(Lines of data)
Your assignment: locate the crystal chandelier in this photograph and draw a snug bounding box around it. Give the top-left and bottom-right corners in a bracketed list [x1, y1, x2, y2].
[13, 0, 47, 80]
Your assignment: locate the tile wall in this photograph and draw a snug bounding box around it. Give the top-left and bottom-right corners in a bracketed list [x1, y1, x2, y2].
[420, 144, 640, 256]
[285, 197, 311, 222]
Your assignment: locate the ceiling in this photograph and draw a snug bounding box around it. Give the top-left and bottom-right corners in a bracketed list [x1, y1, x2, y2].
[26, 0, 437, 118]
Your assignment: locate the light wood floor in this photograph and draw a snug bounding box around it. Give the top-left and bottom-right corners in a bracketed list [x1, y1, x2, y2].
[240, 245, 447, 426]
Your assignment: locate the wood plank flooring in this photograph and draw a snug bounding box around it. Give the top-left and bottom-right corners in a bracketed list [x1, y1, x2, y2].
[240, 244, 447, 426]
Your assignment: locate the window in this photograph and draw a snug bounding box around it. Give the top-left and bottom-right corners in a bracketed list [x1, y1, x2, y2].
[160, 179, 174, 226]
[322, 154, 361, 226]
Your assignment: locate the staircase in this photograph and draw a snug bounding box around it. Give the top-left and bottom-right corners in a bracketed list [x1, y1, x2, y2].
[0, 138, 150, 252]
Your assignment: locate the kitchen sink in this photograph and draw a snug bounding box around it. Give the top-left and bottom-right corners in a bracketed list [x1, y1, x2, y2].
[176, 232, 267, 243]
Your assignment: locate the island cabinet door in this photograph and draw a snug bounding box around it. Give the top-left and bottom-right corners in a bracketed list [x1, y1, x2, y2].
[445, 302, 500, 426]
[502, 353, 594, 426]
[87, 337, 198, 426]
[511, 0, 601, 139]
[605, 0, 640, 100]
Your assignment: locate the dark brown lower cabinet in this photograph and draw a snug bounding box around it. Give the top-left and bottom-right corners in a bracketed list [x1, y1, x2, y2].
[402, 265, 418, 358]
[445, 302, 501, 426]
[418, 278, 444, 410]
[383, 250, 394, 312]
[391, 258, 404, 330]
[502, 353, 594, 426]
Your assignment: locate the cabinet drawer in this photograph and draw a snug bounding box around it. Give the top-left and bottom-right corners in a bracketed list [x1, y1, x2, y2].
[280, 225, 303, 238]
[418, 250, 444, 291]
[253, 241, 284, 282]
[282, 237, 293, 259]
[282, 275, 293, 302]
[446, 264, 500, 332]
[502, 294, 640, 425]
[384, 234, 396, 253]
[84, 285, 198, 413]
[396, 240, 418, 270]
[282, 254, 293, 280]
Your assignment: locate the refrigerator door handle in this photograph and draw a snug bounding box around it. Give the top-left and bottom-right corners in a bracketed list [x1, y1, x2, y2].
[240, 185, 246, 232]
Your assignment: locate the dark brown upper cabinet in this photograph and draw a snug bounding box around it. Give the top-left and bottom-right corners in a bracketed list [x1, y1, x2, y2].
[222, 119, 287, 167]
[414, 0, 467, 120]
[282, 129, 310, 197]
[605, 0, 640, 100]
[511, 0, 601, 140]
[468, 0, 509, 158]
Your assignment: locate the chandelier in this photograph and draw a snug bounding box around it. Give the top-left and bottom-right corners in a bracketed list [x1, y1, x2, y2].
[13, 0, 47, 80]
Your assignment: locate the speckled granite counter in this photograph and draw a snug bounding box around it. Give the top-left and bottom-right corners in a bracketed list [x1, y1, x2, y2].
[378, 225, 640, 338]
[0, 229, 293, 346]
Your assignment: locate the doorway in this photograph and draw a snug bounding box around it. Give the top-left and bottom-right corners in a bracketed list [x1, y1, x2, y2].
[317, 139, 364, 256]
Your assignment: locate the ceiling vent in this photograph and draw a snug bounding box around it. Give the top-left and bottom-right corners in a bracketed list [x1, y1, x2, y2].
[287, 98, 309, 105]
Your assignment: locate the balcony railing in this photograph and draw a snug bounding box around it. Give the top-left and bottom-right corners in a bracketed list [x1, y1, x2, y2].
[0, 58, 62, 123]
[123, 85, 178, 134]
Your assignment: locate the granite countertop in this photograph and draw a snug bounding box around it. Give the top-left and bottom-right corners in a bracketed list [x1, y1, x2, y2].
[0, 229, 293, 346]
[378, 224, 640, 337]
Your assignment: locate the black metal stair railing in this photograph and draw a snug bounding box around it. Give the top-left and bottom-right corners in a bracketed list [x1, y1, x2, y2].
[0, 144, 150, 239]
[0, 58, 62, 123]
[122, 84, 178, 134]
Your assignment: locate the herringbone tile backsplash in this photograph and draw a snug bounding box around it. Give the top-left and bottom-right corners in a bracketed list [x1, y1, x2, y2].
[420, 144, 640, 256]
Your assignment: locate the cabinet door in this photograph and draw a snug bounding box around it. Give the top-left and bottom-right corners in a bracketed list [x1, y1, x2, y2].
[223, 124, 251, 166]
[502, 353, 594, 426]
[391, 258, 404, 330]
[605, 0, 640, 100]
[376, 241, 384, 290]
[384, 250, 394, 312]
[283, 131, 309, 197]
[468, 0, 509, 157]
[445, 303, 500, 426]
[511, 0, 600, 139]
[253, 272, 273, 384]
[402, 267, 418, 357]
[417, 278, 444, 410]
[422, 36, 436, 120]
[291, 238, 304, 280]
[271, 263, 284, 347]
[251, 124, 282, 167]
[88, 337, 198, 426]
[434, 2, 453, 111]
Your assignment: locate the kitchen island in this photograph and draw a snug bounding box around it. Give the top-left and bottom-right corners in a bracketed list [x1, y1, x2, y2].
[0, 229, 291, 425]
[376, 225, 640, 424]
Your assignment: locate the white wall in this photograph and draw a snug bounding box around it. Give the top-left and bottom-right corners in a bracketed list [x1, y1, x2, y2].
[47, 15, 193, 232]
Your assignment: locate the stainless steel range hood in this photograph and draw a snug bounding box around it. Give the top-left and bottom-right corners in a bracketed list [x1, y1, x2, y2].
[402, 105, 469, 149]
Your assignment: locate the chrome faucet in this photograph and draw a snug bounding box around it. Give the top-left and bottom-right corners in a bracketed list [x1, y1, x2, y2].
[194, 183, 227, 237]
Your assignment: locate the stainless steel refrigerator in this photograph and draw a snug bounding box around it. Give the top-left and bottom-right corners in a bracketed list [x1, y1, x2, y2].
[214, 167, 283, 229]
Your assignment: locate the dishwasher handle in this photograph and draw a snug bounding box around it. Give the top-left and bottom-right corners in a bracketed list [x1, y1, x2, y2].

◆ **Written request**
Rewrite the lines above, substituting "tight" for every occurrence of "snug" and leaving everything else unchanged.

◆ **Exercise response**
Your assignment: locate the crystal chandelier in this photograph and draw a tight bounding box around it. Give the top-left and bottom-right corners in a bracketed list [x1, y1, x2, y2].
[13, 0, 47, 80]
Your assignment: locate the tile wall in this photograph and draw a tight bounding box around it. Give the top-left and bottom-right corners in a bracketed list [x1, y1, x2, y2].
[420, 144, 640, 256]
[285, 197, 311, 222]
Your assignment: locate the ceiling in this photograph and draw a tight bounding box around it. Give the top-left and bottom-right corners in a bracketed list [x1, y1, x2, y2].
[26, 0, 437, 118]
Your assignment: locate the light wood floor in this photograph and draw a tight bounding box around it. Give the top-left and bottom-right corners in a bracketed list [x1, y1, x2, y2].
[240, 245, 447, 426]
Your assignment: locate the wood plank flooring in this photograph and draw a tight bounding box around it. Give the top-left and bottom-right corners in a bracketed list [x1, y1, x2, y2].
[240, 244, 447, 426]
Your assignment: locate the window in this photograph and draw a tight bounding box around it. Give the top-left and bottom-right corners in a bracketed list [x1, y1, x2, y2].
[160, 179, 174, 226]
[322, 154, 361, 226]
Your assignment: locate the staircase in this photograph and draw a tight bounding box around it. Give the top-left and bottom-right corners in a bracketed list [x1, y1, x2, y2].
[0, 138, 150, 252]
Your assignment: locate the kitchen sink in this photograph and draw a tight bounding box around it. Give the top-left and bottom-right corners in a bracketed list [x1, y1, x2, y2].
[176, 232, 267, 243]
Your assignment: locate the island cabinet door in this photograph and draw a tight bounding box around it. Give the top-left and bottom-right corners in a bracketed list [x1, y1, x2, y2].
[445, 302, 500, 426]
[502, 353, 594, 426]
[87, 337, 198, 426]
[511, 0, 601, 139]
[605, 0, 640, 100]
Your assignment: locate the dark brown lower cabinet in this photograph and draw a tight bounding box around it. Give the top-left and bottom-right corners in a bracketed list [x1, y1, x2, y2].
[402, 265, 418, 358]
[445, 302, 501, 426]
[418, 278, 444, 410]
[383, 250, 394, 312]
[391, 258, 404, 330]
[502, 353, 594, 426]
Your assignment: locate the cabinet drawer in this photograph and draw a tight bounding box around it. Give the top-left and bottom-right corners in a bracketed list [x1, y1, x2, y2].
[280, 225, 303, 238]
[418, 250, 444, 291]
[253, 241, 284, 282]
[282, 237, 293, 259]
[282, 275, 293, 302]
[446, 264, 500, 332]
[502, 294, 640, 425]
[384, 234, 396, 253]
[84, 285, 198, 413]
[396, 240, 418, 270]
[282, 254, 293, 280]
Your assignment: locate the refrigerator door handle in this photograph and draw a tight bounding box around it. Give the top-left and bottom-right corners in a bracketed list [x1, y1, x2, y2].
[240, 185, 246, 232]
Your assignment: locate the dark brown upper cabinet in this photograph and draw a tight bounding box around it. Give the top-left and bottom-right corners in a bracketed list [x1, y1, x2, y2].
[222, 119, 287, 167]
[414, 0, 467, 120]
[282, 129, 310, 197]
[605, 0, 640, 100]
[511, 0, 601, 140]
[468, 0, 509, 158]
Your assignment: locate the chandelier in this photograph and draw a tight bounding box around it. Give the top-left and bottom-right corners in a bracketed list [x1, y1, x2, y2].
[13, 0, 47, 80]
Your assignment: locate the speckled granite counter in this photograph and draw a tight bounding box around it. Give the top-left and bottom-right corners in a bracketed list [x1, y1, x2, y2].
[378, 225, 640, 338]
[0, 229, 293, 346]
Your assignment: locate the doorway in this photograph and draw a tight bounding box around it. Give the top-left and bottom-right corners in a bracketed list [x1, y1, x2, y2].
[317, 139, 364, 256]
Your assignment: locate the ceiling vent in this photograph and draw a tight bounding box around it. Give the top-left and bottom-right corners in a bracketed list [x1, y1, x2, y2].
[287, 98, 309, 105]
Your assignment: locate the balcony railing in this photograph and draw a tight bounding box around it. Give the top-left and bottom-right corners in a bracketed list [x1, y1, x2, y2].
[0, 58, 62, 123]
[123, 85, 178, 134]
Your assignment: locate the granite countertop in this photograph and draw a tight bounding box around it. Give the top-left and bottom-right corners in a bracketed list [x1, y1, x2, y2].
[0, 229, 293, 346]
[378, 224, 640, 337]
Your assignment: locate the black metal stair railing in this photograph and draw a tight bounding box around it. Give the top-left and bottom-right corners in a bracketed list [x1, y1, x2, y2].
[0, 144, 150, 239]
[0, 58, 62, 123]
[122, 84, 178, 134]
Your assignment: locate the herringbone tile backsplash in this photograph and draw a tight bounding box around it. Give the top-left and bottom-right corners in a bracketed list [x1, y1, x2, y2].
[420, 144, 640, 256]
Your assignment: locate the cabinet door in this photograph and draw a tight bounding box around it. Give the top-left and bottom-right corners in a bracketed list [x1, y1, x2, y2].
[223, 124, 251, 166]
[502, 353, 594, 426]
[391, 258, 404, 330]
[605, 0, 640, 100]
[376, 241, 384, 290]
[384, 250, 394, 312]
[283, 131, 309, 197]
[468, 0, 509, 157]
[445, 303, 500, 426]
[511, 0, 600, 139]
[253, 272, 273, 384]
[402, 267, 418, 357]
[417, 278, 444, 410]
[422, 36, 436, 120]
[291, 238, 304, 280]
[271, 263, 284, 347]
[251, 124, 282, 167]
[88, 337, 198, 426]
[434, 2, 453, 111]
Your assignment: locate the kitchen island in this photograph and draw a tight bounding box around it. Give the top-left and bottom-right corners in a bracketed list [x1, y1, x2, y2].
[0, 229, 291, 425]
[376, 225, 640, 424]
Your assignment: locate the white wall in this photograph and draw a tight bounding box around it. Give the top-left and bottom-right corners in a bracketed list [x1, y1, x2, y2].
[47, 15, 193, 232]
Your assignment: locate the stainless steel range hood in this photograph and draw a tight bounding box around it. Give the top-left and bottom-right corners in a bracketed list [x1, y1, x2, y2].
[402, 105, 469, 149]
Your assignment: locate the chrome faucet in this photograph and draw a tight bounding box around it. Give the top-left and bottom-right corners in a bracketed list [x1, y1, x2, y2].
[194, 183, 227, 237]
Your assignment: locate the stainless steel refrigerator in this photograph and draw a tight bounding box around it. Give the top-left and bottom-right corners in a bracketed list [x1, y1, x2, y2].
[214, 167, 283, 229]
Your assignment: locate the dishwasher handle in this photograph and draw a tight bounding box around it. Give the top-left and bottom-right corners in a bracketed list [x1, y1, x2, y2].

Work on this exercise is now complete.